*** INPUT ***

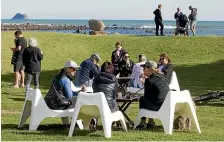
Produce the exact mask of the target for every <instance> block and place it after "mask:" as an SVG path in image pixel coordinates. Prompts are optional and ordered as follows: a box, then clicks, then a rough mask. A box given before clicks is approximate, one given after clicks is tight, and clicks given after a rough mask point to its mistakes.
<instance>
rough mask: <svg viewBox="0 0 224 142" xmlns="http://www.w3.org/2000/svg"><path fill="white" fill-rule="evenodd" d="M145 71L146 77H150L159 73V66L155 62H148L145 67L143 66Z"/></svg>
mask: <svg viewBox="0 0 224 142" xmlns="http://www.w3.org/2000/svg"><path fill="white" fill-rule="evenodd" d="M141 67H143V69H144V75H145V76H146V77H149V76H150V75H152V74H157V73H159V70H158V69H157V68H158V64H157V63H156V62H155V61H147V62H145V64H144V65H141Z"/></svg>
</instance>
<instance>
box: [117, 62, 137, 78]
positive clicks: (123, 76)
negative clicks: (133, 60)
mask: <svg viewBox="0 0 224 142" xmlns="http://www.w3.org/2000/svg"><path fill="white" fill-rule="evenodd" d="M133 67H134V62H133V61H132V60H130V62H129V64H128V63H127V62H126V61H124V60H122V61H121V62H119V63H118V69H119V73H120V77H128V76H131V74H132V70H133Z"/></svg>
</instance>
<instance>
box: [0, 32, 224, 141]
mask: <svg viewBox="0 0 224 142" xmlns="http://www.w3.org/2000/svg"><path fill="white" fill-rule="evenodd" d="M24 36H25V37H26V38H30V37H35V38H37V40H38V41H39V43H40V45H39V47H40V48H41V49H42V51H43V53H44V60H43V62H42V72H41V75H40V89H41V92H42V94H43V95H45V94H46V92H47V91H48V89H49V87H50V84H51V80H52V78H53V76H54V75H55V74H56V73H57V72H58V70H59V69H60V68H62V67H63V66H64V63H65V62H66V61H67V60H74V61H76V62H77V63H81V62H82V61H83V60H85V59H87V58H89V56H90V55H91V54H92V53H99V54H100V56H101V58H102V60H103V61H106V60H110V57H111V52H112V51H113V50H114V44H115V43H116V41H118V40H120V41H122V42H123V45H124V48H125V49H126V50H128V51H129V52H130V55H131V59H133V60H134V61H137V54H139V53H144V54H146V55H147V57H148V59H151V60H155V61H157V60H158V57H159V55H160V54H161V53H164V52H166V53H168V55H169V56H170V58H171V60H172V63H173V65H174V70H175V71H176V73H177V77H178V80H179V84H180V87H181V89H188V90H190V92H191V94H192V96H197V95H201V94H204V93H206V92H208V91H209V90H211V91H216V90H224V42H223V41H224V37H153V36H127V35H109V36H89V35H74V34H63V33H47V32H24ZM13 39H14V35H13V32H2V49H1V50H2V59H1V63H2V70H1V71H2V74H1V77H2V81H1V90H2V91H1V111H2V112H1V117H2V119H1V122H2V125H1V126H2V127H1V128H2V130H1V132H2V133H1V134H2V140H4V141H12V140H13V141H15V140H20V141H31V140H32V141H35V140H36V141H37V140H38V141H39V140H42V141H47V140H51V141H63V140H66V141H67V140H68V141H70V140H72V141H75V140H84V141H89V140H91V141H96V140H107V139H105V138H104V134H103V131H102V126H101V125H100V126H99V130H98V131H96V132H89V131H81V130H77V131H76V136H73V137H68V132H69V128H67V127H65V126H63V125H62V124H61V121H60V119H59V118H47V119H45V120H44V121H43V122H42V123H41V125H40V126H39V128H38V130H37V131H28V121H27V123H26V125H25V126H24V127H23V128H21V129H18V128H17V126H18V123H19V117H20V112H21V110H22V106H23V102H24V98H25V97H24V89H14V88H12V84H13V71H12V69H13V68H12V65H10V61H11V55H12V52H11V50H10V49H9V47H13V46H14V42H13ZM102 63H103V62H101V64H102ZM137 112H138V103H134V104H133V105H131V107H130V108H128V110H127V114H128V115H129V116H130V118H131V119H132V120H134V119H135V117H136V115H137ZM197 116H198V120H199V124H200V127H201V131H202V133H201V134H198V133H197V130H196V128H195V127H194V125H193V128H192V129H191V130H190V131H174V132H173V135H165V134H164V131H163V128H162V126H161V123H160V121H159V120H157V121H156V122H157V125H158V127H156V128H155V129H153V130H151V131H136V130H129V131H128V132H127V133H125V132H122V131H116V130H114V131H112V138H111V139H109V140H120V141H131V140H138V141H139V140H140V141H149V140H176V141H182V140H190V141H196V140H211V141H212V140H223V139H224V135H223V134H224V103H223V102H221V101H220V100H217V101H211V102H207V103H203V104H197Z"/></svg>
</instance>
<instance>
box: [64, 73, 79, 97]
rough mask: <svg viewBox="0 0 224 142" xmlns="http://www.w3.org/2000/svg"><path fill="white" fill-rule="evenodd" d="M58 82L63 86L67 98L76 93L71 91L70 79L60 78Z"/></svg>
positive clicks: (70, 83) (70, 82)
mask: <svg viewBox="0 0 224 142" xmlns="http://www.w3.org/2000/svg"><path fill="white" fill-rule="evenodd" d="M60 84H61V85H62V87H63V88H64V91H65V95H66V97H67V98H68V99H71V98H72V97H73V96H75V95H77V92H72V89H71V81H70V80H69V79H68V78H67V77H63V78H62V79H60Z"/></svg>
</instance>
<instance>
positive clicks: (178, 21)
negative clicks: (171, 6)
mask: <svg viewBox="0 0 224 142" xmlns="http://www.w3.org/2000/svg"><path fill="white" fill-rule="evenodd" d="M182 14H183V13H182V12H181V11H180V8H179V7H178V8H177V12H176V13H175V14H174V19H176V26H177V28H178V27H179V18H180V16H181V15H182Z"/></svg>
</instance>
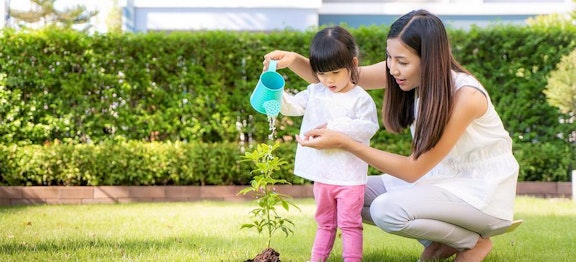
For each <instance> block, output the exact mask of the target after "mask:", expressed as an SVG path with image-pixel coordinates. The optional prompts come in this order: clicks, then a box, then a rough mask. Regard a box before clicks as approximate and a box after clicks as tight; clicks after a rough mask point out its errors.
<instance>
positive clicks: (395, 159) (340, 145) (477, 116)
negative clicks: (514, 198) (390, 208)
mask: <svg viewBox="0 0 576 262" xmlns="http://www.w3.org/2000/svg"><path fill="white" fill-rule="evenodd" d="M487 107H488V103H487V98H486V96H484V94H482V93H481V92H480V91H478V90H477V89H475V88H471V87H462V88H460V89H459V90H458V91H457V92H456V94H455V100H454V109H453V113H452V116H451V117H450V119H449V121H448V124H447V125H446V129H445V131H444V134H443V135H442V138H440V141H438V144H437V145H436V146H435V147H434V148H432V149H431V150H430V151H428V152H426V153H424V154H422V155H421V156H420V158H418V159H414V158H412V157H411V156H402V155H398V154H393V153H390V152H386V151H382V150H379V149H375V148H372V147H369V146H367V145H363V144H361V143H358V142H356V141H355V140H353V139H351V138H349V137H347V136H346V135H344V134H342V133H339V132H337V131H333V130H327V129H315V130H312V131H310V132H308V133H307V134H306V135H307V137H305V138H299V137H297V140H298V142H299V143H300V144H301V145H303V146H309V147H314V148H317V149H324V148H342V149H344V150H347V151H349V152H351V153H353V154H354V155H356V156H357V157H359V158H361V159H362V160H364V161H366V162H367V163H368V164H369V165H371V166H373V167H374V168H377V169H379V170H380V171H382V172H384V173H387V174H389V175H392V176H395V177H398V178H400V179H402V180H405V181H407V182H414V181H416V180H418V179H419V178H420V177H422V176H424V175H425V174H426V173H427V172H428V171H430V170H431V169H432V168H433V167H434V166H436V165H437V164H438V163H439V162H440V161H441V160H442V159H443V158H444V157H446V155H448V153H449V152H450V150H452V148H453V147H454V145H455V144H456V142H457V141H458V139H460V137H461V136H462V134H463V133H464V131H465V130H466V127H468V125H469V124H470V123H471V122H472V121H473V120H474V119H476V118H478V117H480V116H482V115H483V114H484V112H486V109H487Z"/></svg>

*** End of INPUT ***
*** INPUT ***

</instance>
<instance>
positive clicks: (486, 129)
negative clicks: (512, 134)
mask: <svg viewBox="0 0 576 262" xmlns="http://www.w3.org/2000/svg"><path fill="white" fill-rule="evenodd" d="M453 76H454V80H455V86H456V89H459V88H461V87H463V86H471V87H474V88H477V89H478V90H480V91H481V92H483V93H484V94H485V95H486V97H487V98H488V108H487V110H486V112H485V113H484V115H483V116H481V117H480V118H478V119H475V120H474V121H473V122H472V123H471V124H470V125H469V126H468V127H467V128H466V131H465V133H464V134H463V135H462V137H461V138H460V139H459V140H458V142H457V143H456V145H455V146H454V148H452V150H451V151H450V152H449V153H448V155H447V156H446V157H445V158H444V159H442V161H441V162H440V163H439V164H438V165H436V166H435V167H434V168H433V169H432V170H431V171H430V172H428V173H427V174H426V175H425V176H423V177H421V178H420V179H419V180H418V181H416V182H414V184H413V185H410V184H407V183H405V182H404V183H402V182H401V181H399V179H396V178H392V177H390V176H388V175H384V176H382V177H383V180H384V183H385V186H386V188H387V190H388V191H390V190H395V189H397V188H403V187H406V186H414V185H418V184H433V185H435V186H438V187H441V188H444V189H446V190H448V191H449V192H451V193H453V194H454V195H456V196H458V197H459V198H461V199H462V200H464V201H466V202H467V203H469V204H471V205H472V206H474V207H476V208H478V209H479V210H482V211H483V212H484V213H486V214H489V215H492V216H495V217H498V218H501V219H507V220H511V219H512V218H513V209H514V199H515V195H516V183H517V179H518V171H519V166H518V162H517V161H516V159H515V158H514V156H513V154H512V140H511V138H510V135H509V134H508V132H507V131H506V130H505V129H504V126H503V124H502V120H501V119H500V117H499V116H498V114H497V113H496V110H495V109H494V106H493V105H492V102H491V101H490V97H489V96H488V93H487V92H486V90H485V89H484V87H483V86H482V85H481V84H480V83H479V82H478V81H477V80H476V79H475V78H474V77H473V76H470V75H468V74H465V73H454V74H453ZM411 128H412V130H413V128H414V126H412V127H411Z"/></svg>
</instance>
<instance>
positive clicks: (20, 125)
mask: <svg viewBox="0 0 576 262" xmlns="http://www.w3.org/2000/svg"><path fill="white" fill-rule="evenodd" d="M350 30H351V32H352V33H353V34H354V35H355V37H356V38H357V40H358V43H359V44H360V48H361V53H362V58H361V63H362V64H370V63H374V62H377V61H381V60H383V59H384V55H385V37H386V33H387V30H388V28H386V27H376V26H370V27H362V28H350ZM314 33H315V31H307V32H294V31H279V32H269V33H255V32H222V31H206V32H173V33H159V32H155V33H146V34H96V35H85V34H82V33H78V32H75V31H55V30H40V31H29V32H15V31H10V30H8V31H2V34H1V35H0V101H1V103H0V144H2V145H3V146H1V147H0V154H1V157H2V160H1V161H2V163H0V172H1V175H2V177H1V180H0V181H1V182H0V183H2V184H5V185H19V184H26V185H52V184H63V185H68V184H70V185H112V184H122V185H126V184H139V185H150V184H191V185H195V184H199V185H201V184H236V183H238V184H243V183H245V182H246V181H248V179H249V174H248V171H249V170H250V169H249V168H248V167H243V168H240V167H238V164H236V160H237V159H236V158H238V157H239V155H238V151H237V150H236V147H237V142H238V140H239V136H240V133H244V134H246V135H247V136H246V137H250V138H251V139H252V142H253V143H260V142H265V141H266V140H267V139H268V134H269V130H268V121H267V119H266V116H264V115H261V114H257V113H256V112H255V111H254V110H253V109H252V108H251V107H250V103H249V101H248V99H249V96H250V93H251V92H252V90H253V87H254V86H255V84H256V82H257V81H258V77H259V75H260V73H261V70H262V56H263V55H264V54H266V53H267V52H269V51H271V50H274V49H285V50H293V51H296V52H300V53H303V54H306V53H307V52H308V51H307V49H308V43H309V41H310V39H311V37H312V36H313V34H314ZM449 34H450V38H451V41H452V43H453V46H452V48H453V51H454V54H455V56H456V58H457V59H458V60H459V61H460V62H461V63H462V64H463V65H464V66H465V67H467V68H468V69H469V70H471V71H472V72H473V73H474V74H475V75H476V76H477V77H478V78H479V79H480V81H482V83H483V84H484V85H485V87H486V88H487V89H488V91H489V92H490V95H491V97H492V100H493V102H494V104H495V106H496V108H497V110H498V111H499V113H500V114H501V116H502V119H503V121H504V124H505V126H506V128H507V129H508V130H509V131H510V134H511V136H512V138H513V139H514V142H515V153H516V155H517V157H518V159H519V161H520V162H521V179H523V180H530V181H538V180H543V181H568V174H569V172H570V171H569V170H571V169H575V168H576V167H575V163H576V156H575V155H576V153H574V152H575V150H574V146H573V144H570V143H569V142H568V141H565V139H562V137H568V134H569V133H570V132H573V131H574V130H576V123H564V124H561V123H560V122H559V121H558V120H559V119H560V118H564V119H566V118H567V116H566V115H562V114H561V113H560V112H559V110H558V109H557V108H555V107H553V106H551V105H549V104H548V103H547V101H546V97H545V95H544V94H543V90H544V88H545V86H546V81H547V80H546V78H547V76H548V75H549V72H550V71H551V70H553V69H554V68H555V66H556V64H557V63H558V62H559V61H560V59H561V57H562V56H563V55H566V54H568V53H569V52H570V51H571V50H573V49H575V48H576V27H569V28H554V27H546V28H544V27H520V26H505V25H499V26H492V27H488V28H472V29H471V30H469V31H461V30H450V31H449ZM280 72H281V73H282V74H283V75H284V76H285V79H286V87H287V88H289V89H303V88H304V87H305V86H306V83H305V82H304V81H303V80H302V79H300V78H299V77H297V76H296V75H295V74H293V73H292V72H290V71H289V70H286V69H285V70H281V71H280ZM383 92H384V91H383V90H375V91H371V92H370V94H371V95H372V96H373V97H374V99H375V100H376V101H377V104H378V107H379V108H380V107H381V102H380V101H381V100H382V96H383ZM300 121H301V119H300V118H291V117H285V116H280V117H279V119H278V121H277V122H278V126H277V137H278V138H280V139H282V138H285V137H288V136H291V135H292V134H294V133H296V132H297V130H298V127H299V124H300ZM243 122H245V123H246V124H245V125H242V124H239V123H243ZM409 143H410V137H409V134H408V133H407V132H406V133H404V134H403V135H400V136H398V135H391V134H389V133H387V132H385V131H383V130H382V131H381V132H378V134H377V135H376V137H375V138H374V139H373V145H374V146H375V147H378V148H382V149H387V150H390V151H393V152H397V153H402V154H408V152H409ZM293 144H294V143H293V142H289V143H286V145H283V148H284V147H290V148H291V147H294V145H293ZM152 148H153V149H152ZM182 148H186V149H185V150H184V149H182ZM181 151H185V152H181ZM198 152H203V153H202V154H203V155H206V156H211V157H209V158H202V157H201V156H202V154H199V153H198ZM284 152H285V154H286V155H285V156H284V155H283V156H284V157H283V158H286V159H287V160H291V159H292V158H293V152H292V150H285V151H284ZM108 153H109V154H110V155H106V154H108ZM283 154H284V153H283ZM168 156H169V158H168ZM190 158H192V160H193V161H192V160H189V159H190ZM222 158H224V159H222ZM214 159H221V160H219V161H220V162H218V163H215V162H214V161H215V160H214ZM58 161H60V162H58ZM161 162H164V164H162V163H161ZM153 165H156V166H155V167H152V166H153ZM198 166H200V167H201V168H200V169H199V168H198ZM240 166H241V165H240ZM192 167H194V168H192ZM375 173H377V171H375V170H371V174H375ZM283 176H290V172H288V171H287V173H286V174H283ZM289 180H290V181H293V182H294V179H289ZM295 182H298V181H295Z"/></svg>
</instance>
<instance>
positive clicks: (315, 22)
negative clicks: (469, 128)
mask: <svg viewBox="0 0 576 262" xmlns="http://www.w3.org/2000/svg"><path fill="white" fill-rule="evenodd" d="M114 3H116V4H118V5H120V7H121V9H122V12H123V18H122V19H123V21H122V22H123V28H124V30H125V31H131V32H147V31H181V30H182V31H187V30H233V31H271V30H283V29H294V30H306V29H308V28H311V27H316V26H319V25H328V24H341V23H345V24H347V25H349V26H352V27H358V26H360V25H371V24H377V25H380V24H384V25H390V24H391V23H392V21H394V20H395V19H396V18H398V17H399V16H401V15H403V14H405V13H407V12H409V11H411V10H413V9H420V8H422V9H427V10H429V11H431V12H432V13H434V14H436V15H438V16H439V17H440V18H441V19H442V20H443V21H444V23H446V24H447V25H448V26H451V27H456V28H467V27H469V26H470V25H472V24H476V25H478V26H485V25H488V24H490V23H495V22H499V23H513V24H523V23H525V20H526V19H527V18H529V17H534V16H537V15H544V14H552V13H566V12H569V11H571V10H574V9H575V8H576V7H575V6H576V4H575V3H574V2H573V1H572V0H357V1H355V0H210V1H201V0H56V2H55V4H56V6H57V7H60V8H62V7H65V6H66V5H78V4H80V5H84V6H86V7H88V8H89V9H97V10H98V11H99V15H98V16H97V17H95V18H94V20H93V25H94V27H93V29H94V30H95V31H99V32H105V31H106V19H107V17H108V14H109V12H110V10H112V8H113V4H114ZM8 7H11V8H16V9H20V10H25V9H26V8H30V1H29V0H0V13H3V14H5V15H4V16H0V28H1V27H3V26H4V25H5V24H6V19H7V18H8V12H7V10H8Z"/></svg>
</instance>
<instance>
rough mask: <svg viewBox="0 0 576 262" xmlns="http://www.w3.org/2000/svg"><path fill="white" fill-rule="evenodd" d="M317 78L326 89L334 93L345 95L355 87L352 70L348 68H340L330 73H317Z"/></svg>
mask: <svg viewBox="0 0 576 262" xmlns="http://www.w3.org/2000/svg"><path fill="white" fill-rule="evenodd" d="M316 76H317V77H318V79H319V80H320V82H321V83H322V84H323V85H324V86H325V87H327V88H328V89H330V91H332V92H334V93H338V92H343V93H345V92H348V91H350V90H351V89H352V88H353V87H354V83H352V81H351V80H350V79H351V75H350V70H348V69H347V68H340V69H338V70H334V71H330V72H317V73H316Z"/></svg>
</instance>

*** End of INPUT ***

ASSIGNMENT :: When the word "pixel" appears in a line of the listing, pull that line out.

ANSWER TO THE PROBLEM ::
Produce the exact mask of the target for every <instance> block and place it after "mask:" as an SVG path in image pixel coordinates. Prompts are optional and ordered as follows: a box, then clicks, then a rough mask. A box given before clicks is approximate, one given after clicks is tight, and clicks given after a rough mask point to its mistakes.
For each <instance> block, output the exact mask of the target after "mask:", expressed as an SVG path with image-pixel coordinates. The optional prompts come in this order: clicks, then a box, then a rough mask. Regard a box before clicks as approximate and a box after clicks as tight; clicks after a rough mask point out its errors.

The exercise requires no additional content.